Jesper de Jong (born 31 May 2000) is a Dutch tennis player. He has a career high ATP singles ranking of world No. 160 achieved on 13 June 2022. He also has a career high doubles ranking of world No. 135 achieved on 23 May 2022. De Jong has won one singles and five ATP Challenger doubles titles.

Professional career

2021: Maiden single Challenger title, top 250 in singles, top 200 in doubles
In March, he won his first Challenger title at the 2021 Saint Petersburg Challenger II with Sem Verbeek.

He won his third doubles title at the 2021 Almaty Challenger with Vitaliy Sachko. As a result, he hit a career-high in doubles of No. 204 on 14 June 2021. A week later, De Jong won also his first singles Challenger at the 2021 Almaty Challenger II defeating Marcelo Tomás Barrios Vera which resulted in a career-high of No. 260 on 21 June 2021.

Set exercise 1. In the Jesper de Jong passage, rewrite the paragraph beginning "He won his third doubles title" as a bulleted list that keeps its main facts.
Set exercise 2.
Answer these from the Jesper de Jong passage:
(a) What career-high ATP singles ranking does he hold, and on what date was it achieved?
(b) Who was his partner when he won his first Challenger title in March 2021?
(c) Whom did he defeat to win his first singles Challenger?
Set exercise 3. Write the next portion of the Jesper de Jong profile, starting after its final sentence.

Data extract.
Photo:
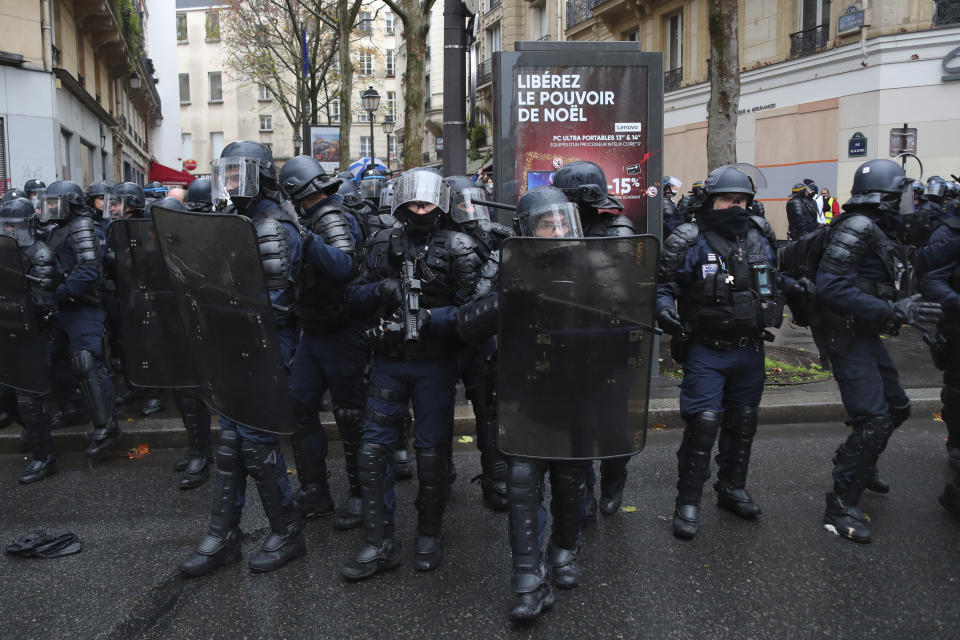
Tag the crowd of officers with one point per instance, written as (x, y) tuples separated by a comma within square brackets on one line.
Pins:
[(333, 253)]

Reply 1.
- Won his third doubles title at the 2021 Almaty Challenger, partnering Vitaliy Sachko.
- Reached a career-high doubles ranking of No. 204 on 14 June 2021.
- One week later, won his first singles Challenger at the 2021 Almaty Challenger II by defeating Marcelo Tomás Barrios Vera.
- Reached a career-high singles ranking of No. 260 on 21 June 2021.

Reply 2.
(a) World No. 160, achieved on 13 June 2022.
(b) Sem Verbeek.
(c) Marcelo Tomás Barrios Vera.

Reply 3.
2022: Top 200 in singles, top 150 in doubles, ATP debut 
Following a semifinal showing at the Challenger in Traralgon, Australia in January, he made his debut in the top 200 on 14 February 2022.

He made his ATP main draw doubles debut after qualifying as a pair partnering Sem Verbeek at the 2022 ABN AMRO World Tennis Tournament in Rotterdam. As a result, he reached a career-high doubles ranking of World No. 157 on 14 February 2022.

He made his ATP singles debut at the 2022 Libéma Open as a wildcard. As a result, he reached the top 160 in the singles rankings on 13 June 2022.

ATP Challenger and ITF World Tennis Tour finals

Singles: 10 (5–5)

Doubles: 22 (13–9)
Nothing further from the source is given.